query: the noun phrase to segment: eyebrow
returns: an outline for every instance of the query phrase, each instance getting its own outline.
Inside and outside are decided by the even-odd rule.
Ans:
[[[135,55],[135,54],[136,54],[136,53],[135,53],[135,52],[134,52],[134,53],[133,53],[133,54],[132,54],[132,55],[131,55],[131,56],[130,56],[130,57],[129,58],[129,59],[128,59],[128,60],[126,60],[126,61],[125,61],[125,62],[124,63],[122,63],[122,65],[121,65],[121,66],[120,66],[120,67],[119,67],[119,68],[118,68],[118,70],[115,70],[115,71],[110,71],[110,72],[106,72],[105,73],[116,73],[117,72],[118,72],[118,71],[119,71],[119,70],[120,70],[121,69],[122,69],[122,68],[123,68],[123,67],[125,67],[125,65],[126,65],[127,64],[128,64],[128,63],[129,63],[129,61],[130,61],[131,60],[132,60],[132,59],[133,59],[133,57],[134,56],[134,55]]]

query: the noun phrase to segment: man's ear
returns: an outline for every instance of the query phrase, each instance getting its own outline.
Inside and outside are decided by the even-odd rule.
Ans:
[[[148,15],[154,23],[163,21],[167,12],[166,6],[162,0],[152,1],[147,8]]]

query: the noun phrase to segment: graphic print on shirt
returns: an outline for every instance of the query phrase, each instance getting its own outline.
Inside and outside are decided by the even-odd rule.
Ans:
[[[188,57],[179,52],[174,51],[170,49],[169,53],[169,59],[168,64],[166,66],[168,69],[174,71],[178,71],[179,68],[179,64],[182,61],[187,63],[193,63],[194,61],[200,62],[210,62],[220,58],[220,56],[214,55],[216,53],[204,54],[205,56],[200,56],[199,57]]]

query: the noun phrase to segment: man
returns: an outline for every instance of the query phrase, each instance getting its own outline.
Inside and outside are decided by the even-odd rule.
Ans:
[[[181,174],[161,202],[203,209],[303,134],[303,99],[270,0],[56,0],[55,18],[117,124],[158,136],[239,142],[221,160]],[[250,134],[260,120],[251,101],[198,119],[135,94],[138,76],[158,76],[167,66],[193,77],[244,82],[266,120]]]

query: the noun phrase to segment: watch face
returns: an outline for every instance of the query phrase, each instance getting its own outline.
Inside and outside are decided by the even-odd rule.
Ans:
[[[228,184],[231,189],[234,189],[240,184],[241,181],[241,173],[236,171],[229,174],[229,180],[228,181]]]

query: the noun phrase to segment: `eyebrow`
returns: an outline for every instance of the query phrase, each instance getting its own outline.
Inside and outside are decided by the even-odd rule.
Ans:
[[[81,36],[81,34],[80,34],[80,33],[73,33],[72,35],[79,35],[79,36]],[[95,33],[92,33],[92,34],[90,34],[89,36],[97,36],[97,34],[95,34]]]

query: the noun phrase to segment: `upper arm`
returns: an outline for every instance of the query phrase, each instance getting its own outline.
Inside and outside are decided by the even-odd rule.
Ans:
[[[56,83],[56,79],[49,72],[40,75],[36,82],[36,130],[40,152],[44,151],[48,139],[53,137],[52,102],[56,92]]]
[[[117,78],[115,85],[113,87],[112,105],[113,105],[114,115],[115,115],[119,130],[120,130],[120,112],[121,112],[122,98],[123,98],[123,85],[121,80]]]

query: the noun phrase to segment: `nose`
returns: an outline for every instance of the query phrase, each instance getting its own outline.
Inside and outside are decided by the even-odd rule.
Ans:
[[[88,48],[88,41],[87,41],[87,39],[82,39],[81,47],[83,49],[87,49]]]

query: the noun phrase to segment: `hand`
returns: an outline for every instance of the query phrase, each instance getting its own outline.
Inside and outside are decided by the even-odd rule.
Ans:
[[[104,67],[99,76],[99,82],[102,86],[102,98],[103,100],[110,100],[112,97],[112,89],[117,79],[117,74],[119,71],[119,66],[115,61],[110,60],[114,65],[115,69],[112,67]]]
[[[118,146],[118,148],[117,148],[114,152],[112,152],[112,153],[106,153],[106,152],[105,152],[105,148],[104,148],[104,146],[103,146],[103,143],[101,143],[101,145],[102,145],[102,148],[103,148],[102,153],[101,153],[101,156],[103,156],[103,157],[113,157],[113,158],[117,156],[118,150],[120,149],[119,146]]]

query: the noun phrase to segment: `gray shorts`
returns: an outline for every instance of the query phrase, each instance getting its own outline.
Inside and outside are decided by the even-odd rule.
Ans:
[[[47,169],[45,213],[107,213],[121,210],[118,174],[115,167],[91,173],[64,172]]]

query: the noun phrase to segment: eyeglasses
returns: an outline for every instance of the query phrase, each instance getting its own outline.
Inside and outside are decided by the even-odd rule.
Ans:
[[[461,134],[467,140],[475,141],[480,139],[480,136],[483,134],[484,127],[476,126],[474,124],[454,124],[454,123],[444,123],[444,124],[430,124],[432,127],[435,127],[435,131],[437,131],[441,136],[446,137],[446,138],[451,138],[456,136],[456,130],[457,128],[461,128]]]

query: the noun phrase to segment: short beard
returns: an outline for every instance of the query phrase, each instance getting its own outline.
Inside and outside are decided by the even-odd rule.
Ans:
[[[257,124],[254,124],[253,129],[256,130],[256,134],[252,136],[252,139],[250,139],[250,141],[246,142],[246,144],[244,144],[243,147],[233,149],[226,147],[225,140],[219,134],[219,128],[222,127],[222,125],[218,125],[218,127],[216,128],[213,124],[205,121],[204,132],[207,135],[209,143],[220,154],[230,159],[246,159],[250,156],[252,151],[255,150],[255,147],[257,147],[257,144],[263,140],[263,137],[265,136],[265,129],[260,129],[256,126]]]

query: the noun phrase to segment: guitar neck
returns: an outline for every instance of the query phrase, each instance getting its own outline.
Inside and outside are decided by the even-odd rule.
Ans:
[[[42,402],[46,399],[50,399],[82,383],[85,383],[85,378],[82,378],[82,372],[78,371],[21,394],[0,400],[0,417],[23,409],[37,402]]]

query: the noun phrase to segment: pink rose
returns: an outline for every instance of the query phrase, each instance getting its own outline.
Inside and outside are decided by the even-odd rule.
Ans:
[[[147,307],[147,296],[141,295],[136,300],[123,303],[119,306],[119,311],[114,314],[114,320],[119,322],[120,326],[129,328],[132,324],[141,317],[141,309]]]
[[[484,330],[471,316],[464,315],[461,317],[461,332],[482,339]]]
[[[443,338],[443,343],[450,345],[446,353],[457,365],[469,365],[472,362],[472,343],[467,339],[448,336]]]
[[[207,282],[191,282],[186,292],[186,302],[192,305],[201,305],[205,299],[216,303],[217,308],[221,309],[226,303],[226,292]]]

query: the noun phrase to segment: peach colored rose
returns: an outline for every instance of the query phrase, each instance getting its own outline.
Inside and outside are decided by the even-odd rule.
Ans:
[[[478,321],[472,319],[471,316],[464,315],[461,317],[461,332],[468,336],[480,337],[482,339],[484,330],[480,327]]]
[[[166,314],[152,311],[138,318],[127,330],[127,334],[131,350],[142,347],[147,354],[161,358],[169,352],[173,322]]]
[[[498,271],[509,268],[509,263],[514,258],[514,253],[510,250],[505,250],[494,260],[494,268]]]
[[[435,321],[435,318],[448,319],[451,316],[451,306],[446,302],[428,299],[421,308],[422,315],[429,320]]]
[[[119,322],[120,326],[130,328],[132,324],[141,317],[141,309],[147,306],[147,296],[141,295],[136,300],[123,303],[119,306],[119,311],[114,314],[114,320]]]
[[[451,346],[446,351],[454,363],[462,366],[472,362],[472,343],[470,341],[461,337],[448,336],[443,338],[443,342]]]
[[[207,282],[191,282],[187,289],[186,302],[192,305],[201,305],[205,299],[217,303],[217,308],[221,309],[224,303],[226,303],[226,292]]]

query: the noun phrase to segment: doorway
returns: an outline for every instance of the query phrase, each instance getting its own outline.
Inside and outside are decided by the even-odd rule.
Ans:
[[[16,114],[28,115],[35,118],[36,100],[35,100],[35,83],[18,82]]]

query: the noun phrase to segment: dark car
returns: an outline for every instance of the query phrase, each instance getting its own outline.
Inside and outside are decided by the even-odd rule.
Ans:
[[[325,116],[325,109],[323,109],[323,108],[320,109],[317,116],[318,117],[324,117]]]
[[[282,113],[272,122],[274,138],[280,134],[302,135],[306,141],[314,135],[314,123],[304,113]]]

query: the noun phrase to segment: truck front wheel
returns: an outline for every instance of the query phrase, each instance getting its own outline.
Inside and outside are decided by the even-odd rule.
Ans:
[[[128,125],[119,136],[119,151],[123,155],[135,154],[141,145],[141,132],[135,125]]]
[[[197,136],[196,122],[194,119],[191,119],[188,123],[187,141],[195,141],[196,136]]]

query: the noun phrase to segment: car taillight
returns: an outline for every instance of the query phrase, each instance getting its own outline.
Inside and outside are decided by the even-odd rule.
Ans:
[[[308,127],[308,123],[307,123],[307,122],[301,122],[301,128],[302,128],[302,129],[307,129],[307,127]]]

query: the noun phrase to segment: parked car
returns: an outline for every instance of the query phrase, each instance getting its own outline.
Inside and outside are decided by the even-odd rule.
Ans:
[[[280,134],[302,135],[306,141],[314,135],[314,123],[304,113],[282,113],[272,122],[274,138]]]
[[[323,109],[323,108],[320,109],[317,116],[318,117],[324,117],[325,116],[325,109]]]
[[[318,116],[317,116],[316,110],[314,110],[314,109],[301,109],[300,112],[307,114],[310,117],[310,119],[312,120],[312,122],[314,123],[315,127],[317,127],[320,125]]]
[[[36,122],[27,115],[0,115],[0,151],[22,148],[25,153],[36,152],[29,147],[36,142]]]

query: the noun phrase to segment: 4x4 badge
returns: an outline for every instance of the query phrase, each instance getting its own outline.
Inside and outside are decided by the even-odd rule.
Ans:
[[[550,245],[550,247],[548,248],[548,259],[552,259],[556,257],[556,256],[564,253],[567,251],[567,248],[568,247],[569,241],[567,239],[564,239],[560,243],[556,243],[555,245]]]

**WHAT IS ASKED:** Please pick out every line of the records containing the string "eyebrow".

**PROBLEM SOLUTION:**
query: the noun phrase to segment: eyebrow
query: the noun phrase to segment: `eyebrow`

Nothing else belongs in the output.